§ Work task: The answer must be every line of the data that holds the word "target".

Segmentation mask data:
* * *

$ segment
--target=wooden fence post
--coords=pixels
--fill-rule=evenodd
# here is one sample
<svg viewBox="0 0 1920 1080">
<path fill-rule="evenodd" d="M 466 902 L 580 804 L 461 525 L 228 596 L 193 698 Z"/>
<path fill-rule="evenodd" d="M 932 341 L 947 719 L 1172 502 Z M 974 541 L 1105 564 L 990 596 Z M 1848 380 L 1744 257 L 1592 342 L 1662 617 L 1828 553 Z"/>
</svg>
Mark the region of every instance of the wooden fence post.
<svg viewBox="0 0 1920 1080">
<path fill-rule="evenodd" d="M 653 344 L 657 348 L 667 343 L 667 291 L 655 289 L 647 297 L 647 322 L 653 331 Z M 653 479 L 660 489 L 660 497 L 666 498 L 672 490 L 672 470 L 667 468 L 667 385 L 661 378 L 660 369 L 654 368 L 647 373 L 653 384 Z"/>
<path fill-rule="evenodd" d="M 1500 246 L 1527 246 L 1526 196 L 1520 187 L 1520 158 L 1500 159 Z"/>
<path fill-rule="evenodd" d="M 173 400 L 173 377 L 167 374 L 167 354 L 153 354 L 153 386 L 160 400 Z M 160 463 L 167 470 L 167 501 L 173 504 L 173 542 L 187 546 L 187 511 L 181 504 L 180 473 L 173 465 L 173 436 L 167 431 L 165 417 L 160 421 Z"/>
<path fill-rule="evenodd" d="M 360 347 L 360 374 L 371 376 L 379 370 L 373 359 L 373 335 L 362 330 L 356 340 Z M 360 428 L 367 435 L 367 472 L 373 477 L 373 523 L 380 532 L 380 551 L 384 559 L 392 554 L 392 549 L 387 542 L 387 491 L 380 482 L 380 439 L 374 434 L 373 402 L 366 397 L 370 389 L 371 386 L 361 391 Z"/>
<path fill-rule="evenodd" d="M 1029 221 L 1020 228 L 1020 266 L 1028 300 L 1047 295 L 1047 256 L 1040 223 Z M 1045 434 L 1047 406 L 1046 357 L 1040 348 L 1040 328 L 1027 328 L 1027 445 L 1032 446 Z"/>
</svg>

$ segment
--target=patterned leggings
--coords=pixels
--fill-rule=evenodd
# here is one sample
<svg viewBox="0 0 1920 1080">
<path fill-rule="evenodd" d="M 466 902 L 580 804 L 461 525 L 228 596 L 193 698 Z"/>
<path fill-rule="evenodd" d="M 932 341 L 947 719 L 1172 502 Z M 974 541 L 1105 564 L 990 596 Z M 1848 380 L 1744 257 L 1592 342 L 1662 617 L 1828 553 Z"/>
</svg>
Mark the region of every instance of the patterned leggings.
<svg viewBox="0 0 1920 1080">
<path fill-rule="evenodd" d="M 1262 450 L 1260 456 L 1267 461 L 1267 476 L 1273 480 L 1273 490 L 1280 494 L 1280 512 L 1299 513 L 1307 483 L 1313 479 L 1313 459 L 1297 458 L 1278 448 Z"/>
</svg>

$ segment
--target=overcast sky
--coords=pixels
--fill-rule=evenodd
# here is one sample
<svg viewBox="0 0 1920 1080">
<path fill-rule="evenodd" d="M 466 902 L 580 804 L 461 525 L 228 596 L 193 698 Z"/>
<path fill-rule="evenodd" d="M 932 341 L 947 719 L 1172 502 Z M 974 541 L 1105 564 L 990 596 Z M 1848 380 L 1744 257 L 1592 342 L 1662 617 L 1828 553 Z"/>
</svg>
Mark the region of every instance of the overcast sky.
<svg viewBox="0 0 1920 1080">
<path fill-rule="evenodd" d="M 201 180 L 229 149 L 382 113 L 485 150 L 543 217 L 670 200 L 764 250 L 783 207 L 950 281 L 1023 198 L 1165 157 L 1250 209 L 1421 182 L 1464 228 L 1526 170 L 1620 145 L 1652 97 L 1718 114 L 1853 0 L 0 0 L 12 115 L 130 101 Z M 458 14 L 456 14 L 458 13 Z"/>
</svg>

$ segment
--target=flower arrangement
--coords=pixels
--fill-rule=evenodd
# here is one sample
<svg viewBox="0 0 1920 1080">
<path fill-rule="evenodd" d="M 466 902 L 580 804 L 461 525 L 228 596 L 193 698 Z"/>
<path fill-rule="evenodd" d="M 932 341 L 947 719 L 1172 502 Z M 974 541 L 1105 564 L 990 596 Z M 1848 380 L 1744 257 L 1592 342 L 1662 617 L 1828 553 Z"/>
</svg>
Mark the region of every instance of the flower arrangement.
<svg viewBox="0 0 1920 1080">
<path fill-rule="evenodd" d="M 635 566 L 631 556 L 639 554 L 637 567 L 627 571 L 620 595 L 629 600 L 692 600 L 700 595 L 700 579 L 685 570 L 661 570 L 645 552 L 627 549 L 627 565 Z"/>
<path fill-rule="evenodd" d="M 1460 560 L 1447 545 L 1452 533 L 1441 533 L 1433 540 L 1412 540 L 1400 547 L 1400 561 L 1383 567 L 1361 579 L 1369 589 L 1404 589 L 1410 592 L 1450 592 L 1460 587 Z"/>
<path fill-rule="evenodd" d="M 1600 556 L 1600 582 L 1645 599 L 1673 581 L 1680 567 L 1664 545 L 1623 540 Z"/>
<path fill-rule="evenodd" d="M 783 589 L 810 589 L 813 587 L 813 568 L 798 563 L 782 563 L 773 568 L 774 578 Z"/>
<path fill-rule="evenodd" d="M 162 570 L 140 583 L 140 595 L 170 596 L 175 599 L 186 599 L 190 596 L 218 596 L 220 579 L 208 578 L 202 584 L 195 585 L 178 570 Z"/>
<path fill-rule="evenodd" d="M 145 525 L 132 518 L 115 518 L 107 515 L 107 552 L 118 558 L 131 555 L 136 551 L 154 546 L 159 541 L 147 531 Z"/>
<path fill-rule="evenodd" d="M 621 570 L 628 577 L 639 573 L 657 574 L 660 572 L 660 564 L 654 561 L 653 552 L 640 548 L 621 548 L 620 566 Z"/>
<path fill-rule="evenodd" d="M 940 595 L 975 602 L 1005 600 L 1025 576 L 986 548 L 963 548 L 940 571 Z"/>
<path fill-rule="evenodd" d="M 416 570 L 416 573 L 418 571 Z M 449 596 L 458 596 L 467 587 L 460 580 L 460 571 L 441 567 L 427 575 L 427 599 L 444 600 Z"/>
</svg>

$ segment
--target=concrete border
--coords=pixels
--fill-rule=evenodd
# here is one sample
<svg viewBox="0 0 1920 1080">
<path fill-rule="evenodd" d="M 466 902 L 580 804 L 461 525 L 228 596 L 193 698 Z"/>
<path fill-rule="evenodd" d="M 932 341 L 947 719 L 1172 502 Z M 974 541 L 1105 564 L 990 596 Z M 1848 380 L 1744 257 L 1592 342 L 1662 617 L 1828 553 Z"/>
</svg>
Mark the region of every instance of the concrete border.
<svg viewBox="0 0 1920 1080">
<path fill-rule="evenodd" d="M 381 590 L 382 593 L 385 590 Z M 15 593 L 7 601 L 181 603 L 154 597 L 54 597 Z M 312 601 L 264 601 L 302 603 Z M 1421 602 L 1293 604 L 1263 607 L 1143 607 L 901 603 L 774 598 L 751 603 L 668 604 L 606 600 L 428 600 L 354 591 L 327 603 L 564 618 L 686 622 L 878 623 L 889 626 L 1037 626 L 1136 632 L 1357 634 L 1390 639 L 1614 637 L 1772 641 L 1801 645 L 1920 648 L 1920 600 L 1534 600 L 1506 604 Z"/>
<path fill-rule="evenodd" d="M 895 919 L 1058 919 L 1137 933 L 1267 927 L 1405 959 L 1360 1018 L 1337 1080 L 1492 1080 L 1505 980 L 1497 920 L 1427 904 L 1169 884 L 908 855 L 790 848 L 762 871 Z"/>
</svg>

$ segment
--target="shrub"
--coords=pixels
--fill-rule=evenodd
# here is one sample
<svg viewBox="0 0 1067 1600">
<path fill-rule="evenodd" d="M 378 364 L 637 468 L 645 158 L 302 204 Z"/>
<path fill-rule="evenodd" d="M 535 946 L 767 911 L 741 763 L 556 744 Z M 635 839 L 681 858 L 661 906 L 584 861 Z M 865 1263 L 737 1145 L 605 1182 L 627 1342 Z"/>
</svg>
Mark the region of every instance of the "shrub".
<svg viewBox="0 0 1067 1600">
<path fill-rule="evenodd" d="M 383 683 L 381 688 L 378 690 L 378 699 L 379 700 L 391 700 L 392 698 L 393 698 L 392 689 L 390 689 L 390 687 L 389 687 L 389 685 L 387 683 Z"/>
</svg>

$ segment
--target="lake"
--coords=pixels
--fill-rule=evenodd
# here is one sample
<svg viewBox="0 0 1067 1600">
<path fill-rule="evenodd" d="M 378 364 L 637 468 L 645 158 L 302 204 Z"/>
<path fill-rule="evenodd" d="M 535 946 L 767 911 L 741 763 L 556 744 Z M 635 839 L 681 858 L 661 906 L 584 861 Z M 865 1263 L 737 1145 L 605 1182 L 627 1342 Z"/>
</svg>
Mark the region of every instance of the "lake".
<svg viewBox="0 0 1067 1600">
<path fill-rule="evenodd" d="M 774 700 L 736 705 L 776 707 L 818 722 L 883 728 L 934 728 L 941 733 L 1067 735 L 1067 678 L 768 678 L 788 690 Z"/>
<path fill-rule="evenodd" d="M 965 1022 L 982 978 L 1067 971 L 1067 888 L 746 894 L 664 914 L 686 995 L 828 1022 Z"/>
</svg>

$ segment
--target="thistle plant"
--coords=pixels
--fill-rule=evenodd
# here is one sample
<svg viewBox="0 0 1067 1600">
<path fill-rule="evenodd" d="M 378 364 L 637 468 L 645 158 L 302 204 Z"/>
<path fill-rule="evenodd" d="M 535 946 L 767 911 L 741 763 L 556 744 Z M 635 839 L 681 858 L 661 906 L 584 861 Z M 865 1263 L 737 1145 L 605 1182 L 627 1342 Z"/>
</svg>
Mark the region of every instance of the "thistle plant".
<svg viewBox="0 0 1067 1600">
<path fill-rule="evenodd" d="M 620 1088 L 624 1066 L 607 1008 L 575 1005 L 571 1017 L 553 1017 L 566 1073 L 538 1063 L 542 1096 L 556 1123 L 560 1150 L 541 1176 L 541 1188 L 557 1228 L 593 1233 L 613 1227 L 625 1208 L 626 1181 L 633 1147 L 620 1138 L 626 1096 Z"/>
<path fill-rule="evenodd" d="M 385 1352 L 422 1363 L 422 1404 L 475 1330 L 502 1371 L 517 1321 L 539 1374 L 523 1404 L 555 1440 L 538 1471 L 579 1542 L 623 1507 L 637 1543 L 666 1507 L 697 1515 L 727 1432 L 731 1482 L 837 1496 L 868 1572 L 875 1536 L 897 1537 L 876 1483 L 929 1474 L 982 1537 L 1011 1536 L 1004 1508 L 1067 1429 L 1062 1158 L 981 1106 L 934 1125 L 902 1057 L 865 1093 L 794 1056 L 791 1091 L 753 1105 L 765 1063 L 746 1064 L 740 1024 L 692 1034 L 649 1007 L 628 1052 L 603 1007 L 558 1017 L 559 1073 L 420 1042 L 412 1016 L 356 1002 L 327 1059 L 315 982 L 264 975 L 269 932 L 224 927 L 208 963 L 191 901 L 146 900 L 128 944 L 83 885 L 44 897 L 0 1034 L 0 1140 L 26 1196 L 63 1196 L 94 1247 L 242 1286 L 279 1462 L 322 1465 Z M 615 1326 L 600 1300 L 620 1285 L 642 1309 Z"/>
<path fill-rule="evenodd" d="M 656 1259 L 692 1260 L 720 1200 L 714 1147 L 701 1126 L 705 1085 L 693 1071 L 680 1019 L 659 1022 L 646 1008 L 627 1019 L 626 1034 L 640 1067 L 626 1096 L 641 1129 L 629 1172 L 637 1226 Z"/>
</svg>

* * *

§ Response to the exercise:
--target=wooden fence post
--target=patterned leggings
--target=overcast sky
--target=flower arrangement
--target=concrete border
--target="shrub"
--target="lake"
--target="thistle plant"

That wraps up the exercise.